- **REQUIREMENT**
For each line below that contains the word "Place", make a copy.

═════ RECORDS SUPPLIED

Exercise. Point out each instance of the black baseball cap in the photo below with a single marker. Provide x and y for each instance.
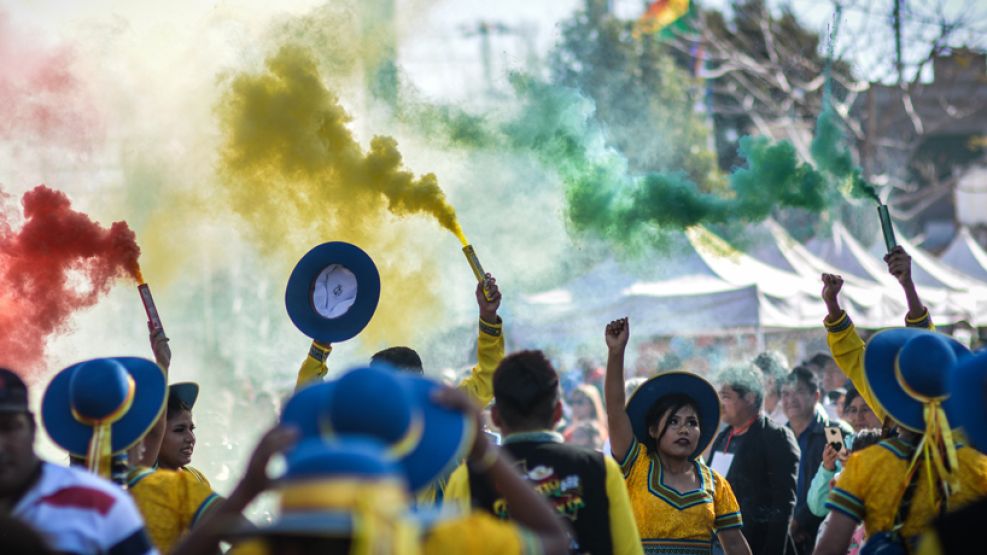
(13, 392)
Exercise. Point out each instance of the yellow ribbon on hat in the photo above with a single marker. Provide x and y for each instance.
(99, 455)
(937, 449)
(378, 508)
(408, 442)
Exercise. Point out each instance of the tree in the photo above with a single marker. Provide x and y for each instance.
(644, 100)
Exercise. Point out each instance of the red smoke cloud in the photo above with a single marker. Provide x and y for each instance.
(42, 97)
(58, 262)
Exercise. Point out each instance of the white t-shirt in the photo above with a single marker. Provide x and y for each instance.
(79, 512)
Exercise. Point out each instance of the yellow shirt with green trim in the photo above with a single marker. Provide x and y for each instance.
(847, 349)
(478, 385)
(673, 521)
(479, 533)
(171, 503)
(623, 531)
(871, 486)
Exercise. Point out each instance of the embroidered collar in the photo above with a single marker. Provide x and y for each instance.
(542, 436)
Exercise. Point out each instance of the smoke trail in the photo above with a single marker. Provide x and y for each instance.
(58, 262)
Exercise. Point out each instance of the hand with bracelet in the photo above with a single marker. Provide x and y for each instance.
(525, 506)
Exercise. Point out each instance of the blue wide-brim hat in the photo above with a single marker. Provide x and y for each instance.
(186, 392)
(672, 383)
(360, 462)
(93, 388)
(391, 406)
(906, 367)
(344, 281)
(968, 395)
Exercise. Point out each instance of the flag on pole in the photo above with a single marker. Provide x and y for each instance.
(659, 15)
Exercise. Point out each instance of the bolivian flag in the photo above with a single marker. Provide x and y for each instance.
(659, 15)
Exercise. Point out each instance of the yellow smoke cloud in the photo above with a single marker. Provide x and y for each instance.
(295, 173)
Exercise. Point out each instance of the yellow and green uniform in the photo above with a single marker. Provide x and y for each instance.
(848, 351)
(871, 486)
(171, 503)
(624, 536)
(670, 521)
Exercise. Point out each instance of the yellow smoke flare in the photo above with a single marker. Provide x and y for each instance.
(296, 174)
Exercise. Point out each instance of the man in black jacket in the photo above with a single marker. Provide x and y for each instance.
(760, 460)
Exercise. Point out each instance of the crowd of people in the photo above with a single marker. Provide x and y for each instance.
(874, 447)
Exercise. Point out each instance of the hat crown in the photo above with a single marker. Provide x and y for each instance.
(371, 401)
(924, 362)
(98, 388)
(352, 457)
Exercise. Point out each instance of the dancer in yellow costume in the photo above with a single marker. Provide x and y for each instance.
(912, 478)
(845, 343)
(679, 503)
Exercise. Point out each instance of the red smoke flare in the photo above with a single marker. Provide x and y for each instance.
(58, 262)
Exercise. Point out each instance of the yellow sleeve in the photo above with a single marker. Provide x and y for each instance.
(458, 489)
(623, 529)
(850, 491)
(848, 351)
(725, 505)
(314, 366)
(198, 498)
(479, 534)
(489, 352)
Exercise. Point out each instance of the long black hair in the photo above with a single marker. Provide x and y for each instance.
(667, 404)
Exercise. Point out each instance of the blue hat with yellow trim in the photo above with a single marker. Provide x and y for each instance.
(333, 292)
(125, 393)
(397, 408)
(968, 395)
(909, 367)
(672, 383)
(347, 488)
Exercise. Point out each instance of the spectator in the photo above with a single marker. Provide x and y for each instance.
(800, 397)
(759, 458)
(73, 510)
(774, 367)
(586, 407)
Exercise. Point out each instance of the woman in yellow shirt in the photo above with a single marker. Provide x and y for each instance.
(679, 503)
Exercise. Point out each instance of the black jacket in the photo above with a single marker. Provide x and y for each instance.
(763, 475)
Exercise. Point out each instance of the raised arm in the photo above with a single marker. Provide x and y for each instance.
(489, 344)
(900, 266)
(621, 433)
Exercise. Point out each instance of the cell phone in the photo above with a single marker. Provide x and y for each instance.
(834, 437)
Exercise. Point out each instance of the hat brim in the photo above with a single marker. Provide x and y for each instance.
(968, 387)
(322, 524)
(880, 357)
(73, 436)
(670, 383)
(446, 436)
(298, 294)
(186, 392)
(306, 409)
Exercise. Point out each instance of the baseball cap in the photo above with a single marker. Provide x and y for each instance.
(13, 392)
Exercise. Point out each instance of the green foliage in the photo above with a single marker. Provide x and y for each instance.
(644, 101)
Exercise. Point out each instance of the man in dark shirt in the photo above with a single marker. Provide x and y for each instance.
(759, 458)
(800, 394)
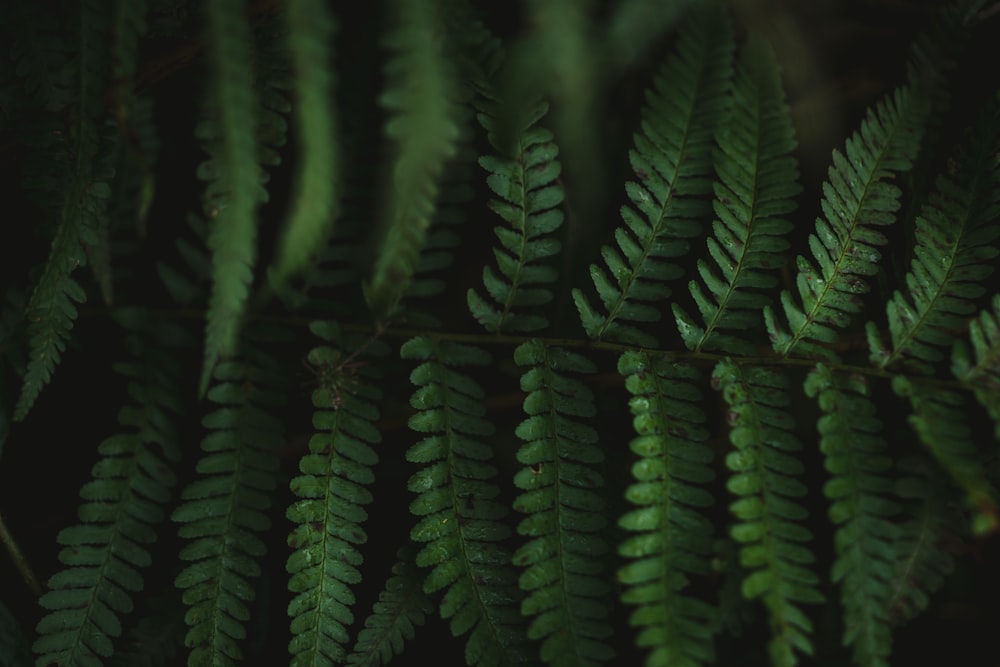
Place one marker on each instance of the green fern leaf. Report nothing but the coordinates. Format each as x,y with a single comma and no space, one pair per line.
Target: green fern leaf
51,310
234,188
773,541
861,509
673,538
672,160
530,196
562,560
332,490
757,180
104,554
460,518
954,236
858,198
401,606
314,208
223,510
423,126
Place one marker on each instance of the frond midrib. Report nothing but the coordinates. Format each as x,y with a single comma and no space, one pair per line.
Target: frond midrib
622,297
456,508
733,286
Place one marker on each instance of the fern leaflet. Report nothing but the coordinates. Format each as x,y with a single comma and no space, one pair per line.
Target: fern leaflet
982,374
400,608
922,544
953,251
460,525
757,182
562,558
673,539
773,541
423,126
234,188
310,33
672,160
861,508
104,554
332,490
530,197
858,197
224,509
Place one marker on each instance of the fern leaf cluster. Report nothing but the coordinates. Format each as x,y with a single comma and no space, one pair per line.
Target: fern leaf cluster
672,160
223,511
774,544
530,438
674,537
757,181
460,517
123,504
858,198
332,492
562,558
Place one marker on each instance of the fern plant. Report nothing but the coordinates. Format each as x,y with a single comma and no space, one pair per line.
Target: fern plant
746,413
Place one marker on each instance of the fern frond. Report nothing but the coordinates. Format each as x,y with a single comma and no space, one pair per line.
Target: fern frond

══════════

- **ANSWER FOR THIS EXERCISE**
Place one marker on each instance of the green fern leaf. Report nothing but the coordinates. Format each as x,y with a single comma and no space, one pair per line.
Place one marker on each instance of the frond midrib. Report nothing but the coordinates. Format each as x,y with a single comma and no space, one pair per line.
Place one marker on each instance of the fern leaflet. Report nothing but the coordinates. Format each as x,y with a single comma and no space, one pair per line.
Place one marker on each instance of the fern leaf cluster. Report nothing but the coordinates. Format each as x,y with a single comma and no space, one pair per line.
Place one marker on each instance of the fern plant. Report nothing but the coordinates. Format each as x,y with a single comma and no space, one pair per line.
Place one marker on each instance of the fern frond. Report nothing but the coordinates. Format each as x,y with a single comma and no space, one pair per line.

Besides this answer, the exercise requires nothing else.